THE DATA -
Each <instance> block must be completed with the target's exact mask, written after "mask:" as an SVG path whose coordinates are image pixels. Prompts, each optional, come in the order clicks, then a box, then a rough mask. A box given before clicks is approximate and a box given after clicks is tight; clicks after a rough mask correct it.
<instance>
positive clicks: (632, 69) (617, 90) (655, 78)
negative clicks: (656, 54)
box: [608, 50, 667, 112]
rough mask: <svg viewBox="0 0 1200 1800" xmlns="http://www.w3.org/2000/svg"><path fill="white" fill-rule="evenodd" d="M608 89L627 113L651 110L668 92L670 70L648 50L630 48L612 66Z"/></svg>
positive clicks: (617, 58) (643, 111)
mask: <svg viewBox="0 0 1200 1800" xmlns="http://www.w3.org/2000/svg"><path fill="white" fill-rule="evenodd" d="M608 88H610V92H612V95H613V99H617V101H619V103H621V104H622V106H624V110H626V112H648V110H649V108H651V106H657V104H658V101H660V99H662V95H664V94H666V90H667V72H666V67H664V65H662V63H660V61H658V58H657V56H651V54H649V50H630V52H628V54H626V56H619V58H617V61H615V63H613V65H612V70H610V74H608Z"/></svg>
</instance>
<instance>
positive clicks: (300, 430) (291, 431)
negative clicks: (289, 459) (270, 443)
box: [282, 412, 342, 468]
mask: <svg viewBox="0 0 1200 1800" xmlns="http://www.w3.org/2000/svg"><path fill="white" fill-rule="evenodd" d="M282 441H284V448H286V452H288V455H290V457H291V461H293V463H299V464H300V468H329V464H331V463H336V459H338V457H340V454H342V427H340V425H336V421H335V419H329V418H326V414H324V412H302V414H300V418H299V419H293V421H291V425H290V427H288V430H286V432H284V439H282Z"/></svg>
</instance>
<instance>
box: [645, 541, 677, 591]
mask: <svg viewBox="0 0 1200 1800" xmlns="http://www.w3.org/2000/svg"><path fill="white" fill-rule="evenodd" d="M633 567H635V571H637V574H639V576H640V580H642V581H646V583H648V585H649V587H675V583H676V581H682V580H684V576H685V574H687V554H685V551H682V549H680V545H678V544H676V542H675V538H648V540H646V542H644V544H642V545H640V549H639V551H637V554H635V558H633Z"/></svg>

TASK GOAL -
Change "negative clicks" to "exclude points" everywhere it appears in the data above, and reproduce the lines with no other changes.

EXPECTED OUTPUT -
Each <instance> block must be completed with the target's exact mask, written after "mask:" as an SVG path whose coordinates are image pixels. Prompts, each optional, come in the order clicks, then a box, then a rough mask. A box given before clicks is approximate and a box given after clicks is tight; clicks after a rough mask correct it.
<instance>
positive clicks: (632, 69) (617, 90) (655, 78)
exclude points: (656, 54)
box: [608, 50, 667, 112]
rough mask: <svg viewBox="0 0 1200 1800" xmlns="http://www.w3.org/2000/svg"><path fill="white" fill-rule="evenodd" d="M608 89L627 113L651 110L668 92L670 70L648 50L630 48L612 66Z"/></svg>
positive clicks: (617, 58) (643, 111)
mask: <svg viewBox="0 0 1200 1800" xmlns="http://www.w3.org/2000/svg"><path fill="white" fill-rule="evenodd" d="M608 88H610V92H612V95H613V99H617V101H619V103H621V104H622V106H624V110H626V112H648V110H649V108H651V106H657V104H658V101H660V99H662V95H664V94H666V90H667V72H666V67H664V65H662V63H660V61H658V58H657V56H651V54H649V50H630V52H628V54H626V56H619V58H617V61H615V63H613V65H612V70H610V74H608Z"/></svg>
</instance>
<instance>
positive clicks: (300, 430) (291, 431)
exclude points: (289, 459) (270, 443)
box: [282, 412, 342, 468]
mask: <svg viewBox="0 0 1200 1800" xmlns="http://www.w3.org/2000/svg"><path fill="white" fill-rule="evenodd" d="M282 441H284V448H286V452H288V455H290V457H291V461H293V463H299V464H300V468H329V464H331V463H336V459H338V457H340V454H342V427H340V425H336V421H335V419H329V418H326V414H324V412H302V414H300V418H299V419H293V421H291V425H290V427H288V430H286V432H284V439H282Z"/></svg>
</instance>
<instance>
box: [645, 541, 677, 591]
mask: <svg viewBox="0 0 1200 1800" xmlns="http://www.w3.org/2000/svg"><path fill="white" fill-rule="evenodd" d="M633 567H635V571H637V574H639V576H640V580H642V581H646V583H648V585H649V587H675V583H676V581H682V580H684V576H685V574H687V554H685V551H682V549H680V545H678V544H676V542H675V538H648V540H646V542H644V544H642V545H640V549H639V551H637V554H635V558H633Z"/></svg>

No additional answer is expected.